> [What to do]:
Strip the pictures, then copy the remaining data exactly as it stands.

(Region pointing data)

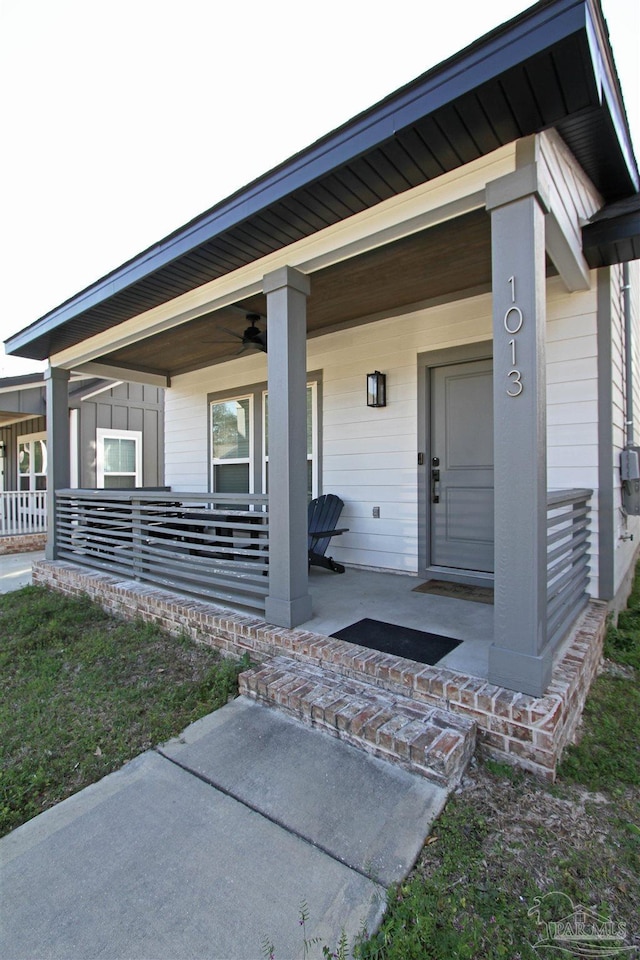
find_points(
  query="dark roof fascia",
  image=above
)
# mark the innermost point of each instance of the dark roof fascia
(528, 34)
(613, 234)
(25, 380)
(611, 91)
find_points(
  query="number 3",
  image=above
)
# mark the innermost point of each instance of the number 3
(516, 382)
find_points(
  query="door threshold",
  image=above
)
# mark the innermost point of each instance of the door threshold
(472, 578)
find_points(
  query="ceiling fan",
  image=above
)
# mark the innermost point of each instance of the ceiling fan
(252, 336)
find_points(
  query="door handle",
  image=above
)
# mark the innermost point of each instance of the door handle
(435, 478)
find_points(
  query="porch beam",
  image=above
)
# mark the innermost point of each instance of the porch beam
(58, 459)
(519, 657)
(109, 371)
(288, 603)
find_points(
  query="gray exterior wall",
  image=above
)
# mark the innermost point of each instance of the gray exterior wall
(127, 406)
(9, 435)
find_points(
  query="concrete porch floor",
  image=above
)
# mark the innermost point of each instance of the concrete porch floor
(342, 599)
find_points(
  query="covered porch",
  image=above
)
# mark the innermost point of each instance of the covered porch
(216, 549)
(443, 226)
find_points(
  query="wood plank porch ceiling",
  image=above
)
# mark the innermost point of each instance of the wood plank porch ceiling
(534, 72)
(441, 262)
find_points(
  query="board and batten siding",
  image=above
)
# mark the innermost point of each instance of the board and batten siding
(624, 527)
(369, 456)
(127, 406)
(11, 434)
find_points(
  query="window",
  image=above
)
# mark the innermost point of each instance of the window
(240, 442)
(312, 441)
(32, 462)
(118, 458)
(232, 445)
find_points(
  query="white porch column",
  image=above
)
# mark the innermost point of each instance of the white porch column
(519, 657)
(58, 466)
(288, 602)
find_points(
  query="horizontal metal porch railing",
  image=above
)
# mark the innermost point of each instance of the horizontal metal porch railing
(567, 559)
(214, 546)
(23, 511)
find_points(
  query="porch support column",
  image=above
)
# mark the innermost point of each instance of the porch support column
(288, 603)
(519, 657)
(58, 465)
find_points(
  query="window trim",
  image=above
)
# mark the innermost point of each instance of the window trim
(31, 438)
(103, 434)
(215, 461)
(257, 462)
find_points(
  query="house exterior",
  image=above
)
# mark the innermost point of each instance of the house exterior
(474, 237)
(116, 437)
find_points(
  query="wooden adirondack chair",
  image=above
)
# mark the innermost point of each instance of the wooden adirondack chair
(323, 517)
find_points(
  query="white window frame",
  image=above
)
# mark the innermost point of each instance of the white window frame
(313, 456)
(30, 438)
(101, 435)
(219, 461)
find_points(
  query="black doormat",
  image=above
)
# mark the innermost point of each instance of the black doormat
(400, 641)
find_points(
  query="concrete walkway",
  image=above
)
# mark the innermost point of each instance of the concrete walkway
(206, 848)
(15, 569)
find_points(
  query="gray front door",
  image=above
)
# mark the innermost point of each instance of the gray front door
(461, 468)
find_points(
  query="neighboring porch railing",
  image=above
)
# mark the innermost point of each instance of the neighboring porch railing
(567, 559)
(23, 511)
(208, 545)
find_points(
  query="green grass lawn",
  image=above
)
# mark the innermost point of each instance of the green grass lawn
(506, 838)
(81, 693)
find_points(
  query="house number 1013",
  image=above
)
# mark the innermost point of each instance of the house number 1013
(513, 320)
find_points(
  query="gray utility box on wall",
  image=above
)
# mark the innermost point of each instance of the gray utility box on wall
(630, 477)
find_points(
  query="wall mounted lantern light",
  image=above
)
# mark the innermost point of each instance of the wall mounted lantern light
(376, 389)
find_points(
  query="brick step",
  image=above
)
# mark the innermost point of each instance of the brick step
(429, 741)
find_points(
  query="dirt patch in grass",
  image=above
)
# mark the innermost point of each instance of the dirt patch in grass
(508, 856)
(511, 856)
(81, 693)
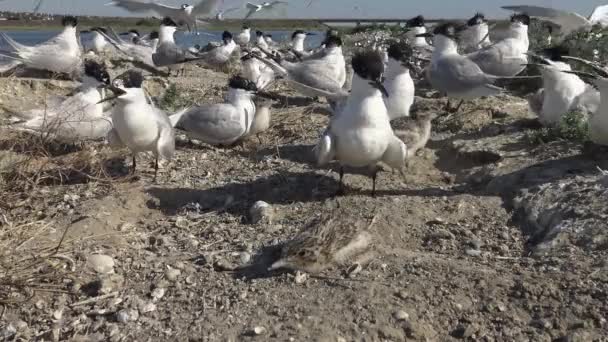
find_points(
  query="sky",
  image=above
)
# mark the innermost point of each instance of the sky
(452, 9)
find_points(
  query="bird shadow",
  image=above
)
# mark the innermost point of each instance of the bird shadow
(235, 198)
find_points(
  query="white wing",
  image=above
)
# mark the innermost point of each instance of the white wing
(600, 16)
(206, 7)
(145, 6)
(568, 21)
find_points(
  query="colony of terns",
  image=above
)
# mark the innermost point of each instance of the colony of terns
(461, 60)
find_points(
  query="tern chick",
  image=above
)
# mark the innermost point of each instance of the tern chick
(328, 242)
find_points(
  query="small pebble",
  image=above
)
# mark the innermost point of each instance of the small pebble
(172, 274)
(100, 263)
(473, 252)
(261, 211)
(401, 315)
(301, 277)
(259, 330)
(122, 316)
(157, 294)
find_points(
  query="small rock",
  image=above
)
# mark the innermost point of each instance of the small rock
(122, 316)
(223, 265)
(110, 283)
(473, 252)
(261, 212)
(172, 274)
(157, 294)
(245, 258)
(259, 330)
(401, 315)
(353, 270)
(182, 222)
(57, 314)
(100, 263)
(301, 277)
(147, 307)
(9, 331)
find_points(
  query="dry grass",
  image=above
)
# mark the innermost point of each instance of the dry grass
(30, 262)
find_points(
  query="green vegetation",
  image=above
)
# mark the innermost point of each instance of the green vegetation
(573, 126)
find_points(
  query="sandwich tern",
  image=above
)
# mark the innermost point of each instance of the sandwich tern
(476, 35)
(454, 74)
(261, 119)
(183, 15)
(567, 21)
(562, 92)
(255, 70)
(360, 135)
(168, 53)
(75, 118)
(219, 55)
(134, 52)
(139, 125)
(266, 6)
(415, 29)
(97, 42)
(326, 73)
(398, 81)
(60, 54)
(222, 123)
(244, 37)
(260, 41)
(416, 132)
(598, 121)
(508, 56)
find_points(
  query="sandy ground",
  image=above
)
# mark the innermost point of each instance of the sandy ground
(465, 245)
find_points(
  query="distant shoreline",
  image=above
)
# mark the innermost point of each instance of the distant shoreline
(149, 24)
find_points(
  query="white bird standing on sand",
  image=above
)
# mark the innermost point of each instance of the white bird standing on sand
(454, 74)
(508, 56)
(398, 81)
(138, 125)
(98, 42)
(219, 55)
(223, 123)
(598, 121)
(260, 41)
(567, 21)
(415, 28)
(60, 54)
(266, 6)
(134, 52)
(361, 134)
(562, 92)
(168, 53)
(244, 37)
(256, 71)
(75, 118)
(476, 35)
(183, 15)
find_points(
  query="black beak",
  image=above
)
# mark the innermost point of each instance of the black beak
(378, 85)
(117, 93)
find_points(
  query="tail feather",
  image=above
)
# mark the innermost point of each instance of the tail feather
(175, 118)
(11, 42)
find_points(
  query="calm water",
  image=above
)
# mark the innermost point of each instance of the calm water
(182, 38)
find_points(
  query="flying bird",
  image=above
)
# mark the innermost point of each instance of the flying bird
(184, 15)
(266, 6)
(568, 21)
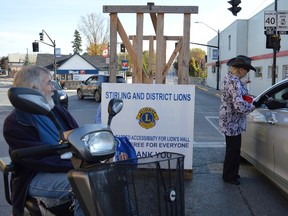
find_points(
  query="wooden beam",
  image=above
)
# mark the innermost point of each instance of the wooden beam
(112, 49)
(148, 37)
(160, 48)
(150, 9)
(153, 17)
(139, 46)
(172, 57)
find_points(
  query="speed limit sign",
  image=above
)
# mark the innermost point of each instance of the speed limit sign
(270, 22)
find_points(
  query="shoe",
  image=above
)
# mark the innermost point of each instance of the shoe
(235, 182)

> [Final answer]:
find_points(
  query="dark roof fascia",
  image=above
)
# mark the innermost point of each instance of the dark roof fascia
(528, 34)
(613, 234)
(25, 380)
(611, 91)
find_points(
  query="number 3",
  image=above
)
# mark the innermost point of each instance of the number 3
(516, 382)
find_points(
  query="door threshold",
  image=above
)
# mark the innermost point of each instance of the door threshold
(472, 578)
find_points(
  query="ceiling fan",
  image=above
)
# mark the innermost point of each instance of the ceiling fan
(252, 336)
find_points(
  query="door handle",
  image=above
)
# mark the innermost point of each instance of the door handle
(435, 478)
find_points(
  query="porch beam",
  image=above
)
# mark the innermost point of each instance of the porch beam
(58, 459)
(519, 657)
(109, 371)
(288, 603)
find_points(
  query="gray exterior wall",
  image=above
)
# mark the innermost point of each instance of the gray exterior wall
(127, 406)
(9, 435)
find_points(
  query="concrete porch floor",
  image=above
)
# mark the innermost point of each instance of the concrete porch floor
(342, 599)
find_points(
  query="covered porch",
  image=above
)
# mark the innermost point of each instance of the covered porch
(216, 549)
(443, 226)
find_points(
  query="wood plank porch ceiling",
  image=above
)
# mark the innermost point of each instance of the wood plank porch ceiling
(534, 72)
(441, 262)
find_points(
  query="board and batten siding",
  image=above
)
# mark the innermost point of each instance of the board and batten siding
(624, 527)
(369, 456)
(127, 406)
(11, 434)
find_points(
  query="window",
  image=above
)
# mark the innermost point of each instance of the window
(240, 442)
(312, 441)
(32, 462)
(118, 458)
(232, 445)
find_points(
  query="white porch column",
  image=above
)
# mark the innermost point of each instance of the white porch column
(519, 657)
(58, 466)
(288, 602)
find_points(
  query="horizontal metal porch railing",
  image=above
)
# mark the innermost point of each instance of the horizontal metal porch railing
(567, 559)
(214, 546)
(23, 511)
find_points(
  query="porch support column",
  image=above
)
# mark the innermost point of each instance of the porch support column
(288, 603)
(519, 657)
(58, 465)
find_points(
  query="window trim",
  image=above
)
# mark the innermost point of each instance of the window trim
(31, 438)
(103, 434)
(215, 461)
(257, 462)
find_points(
  query="house exterior",
  image=above
)
# mark the innermost point of each instance of the house exterior
(474, 237)
(116, 437)
find_points(
  query="wooden adirondack chair",
  image=above
)
# mark the innermost point of each instance of the wooden adirondack chair
(323, 517)
find_points(
  query="white window frame",
  image=above
)
# mark the innermost point of each instance of the white window frame
(313, 456)
(30, 438)
(101, 435)
(219, 461)
find_points(
  query="black doormat",
  image=above
)
# mark the innermost point of each instance of the black doormat
(400, 641)
find_points(
  query="concrete walkway",
  image=above
)
# mark the innermost point of each instance of the concrete walkway
(206, 848)
(15, 569)
find_points(
  query="gray front door",
  image=above
)
# mark the innermost point of each instance of the gray front door
(461, 468)
find_points(
  query="neighboring porch railing",
  image=above
)
# mark the innermost point of each instance of the neighboring porch railing
(567, 559)
(23, 511)
(208, 545)
find_points(
  query="green grass lawn",
  image=above
)
# mark the innermost point of each instance of the green grass lawn
(506, 838)
(81, 693)
find_points(
  query="house number 1013",
  image=above
)
# mark the innermost point of each instance of the house number 1013
(513, 320)
find_points(
  query="gray utility box on wall",
  image=above
)
# mark the innermost point of each instance of the gray utility box on wall
(630, 477)
find_points(
  query="wall mounted lantern light",
  image=above
)
# mark the innermost point of each instance of the wall mounted lantern light
(376, 389)
find_points(
  query="brick step",
  image=above
)
# mark the innermost point of each instance of the brick step
(429, 741)
find_points(
  query="dirt patch in grass",
  image=above
)
# mark the innermost point of each instance of the dirt patch in grass
(508, 856)
(511, 856)
(81, 693)
find_points(
  query="sky",
  image=above
)
# mark the innermost point of each instance of the sky
(452, 9)
find_points(
  query="bird shadow",
  image=above
)
# mark the innermost point of each instance of the bird shadow
(235, 198)
find_points(
  query="white wing",
  image=above
)
# mark the innermost point of each instance of the white wing
(600, 16)
(206, 7)
(145, 6)
(568, 21)
find_points(
  query="colony of terns",
  image=above
)
# mark the innermost point of each instance of the colony of terns
(461, 60)
find_points(
  query="tern chick",
  image=above
)
# mark the innermost point of each instance of the tern chick
(328, 242)
find_points(
  query="small pebble",
  image=above
)
# mark the innermost point of each instance of the small pebble
(172, 274)
(100, 263)
(473, 252)
(261, 211)
(401, 315)
(301, 277)
(259, 330)
(122, 316)
(157, 294)
find_points(
  query="small rock",
  image=above
)
# mark the innermost point of each instance of the small rock
(122, 316)
(223, 265)
(110, 283)
(473, 252)
(261, 212)
(172, 274)
(157, 294)
(245, 258)
(259, 330)
(401, 315)
(353, 270)
(182, 222)
(57, 314)
(100, 263)
(301, 277)
(147, 307)
(9, 331)
find_points(
  query="dry grass",
  image=above
)
# mark the innermost point of each instance of the dry grass
(30, 262)
find_points(
  query="green vegetation",
  image=above
)
# mark the innermost point of each instance of the green vegetation
(573, 126)
find_points(
  query="sandwich tern",
  image=above
)
# mark the innermost point of each instance of the sandwich tern
(476, 35)
(454, 74)
(261, 119)
(183, 15)
(567, 21)
(562, 92)
(255, 70)
(360, 135)
(168, 53)
(75, 118)
(219, 55)
(134, 52)
(139, 125)
(266, 6)
(415, 29)
(97, 42)
(326, 73)
(398, 81)
(60, 54)
(222, 123)
(244, 37)
(260, 41)
(416, 132)
(598, 121)
(508, 56)
find_points(
  query="sandy ground",
  image=above
)
# mark the innermost point of each instance of the sandy ground
(465, 245)
find_points(
  query="distant shoreline",
  image=above
)
# mark the innermost point of each instance of the distant shoreline
(149, 24)
find_points(
  query="white bird standing on sand",
  image=above
)
# mark the innermost point of each instance of the white bird standing on sand
(454, 74)
(508, 56)
(398, 81)
(138, 125)
(98, 42)
(219, 55)
(223, 123)
(598, 121)
(260, 41)
(567, 21)
(415, 28)
(60, 54)
(266, 6)
(134, 52)
(361, 134)
(562, 92)
(168, 53)
(244, 37)
(256, 71)
(75, 118)
(476, 35)
(183, 15)
find_points(
  query="black beak",
  image=above
)
# mark the innermost point of each instance of the black beak
(378, 85)
(117, 93)
find_points(
  query="tail feather",
  image=above
)
# mark the innermost point of each instance of the tail feather
(175, 118)
(11, 42)
find_points(
  query="calm water",
  image=above
)
# mark the innermost point of each instance of the calm water
(182, 38)
find_points(
  query="flying bird",
  image=above
)
# mark the innermost point of each instance of the flying bird
(184, 15)
(266, 6)
(568, 21)
find_points(
  query="wooden beam",
  image=above
)
# mark the innermost point of each instance of the wooden beam
(112, 49)
(148, 37)
(160, 48)
(150, 9)
(153, 17)
(139, 46)
(172, 57)
find_points(
  query="speed limit sign",
  image=above
)
# mark the innermost point of each instance of the speed limit sign
(270, 22)
find_points(
  query="shoe",
  image=above
)
# mark the innermost point of each instance of the shoe
(235, 182)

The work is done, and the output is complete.